春日市は、かつて自分が住んでいた街。少ないが友人が居る。T君とIさん。御2人ともご縁を頂いてから、もう10数年になる。昨日はT君宅で、Iさん、そしてT君の古い友人Sさんと4人で、自分が久し振り春日に来たということで、それぞれ多忙な中、ささやか夕食会を開いて頂いた。感謝!
この3人のことを記述すると、それだけでブログを数回に分けて書かなくてはならない。それぞれ少ない言葉では語りきれないディープな人たちなのだ。それはまたの機会にということで、今回は敢えて軽く触れるに留める。
4人のうち自分とT君、T君の友人S君の3人は同い年、Iさんが少し若い。 「ストレンジさん、この4人は、W・E・バトラーの『魔法入門』を知ってるのですよ!(そんな人たちが4人も集まるなんて)スゴいと思いません?」クロウリーやエリファス・レヴィ等、西洋隠秘学に造詣が深いIさんが、やや興奮気味に話す。
確かに、(※ 2) バトラーの『魔法入門』なんていう単語は、普通、サッカーのW杯や、この夏の天候不順や、新しいiPhoneがどうこう…という話題のようには語られることはないだろう。人によっては一生ご縁のない単語かもしれない。
「そうかも知れないね。4人も集まるなんて奇跡に近いかもね、あはは。奇跡の今宵に乾杯!」それほど飲めるタイプではない自分も、久し振りの再会に気分が和らぐ。
「Sさんの最近のマイブームは何なのですか? 」以前からT君よりその噂は聞いていだのが、今回会うのは初めて。初めてだけどその穏やかで落ち着きのある佇まいが、既に深い人であることを感じさせている。
「私はずう~と唯識ですね」とSさん。
「唯識…?」

▶ [表示データ]:
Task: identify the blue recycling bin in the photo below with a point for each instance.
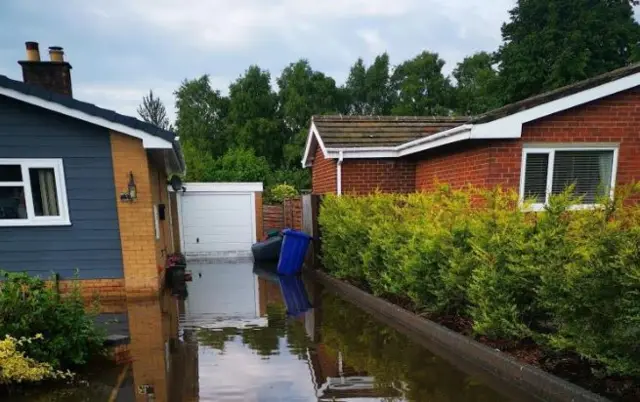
(294, 295)
(293, 251)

▶ [解くべき問題]:
出典によると、どうなっていますか。
1. 昨日の夕食会はだれの家で開かれましたか?
2. 4人のうち、少し若いのはだれですか?
3. Sさんの最近のマイブームは何ですか?
データは出典とは別のところから取ったものです。

▶ [解答例]:
1. T君の家です。
2. Iさんです。
3. 唯識です。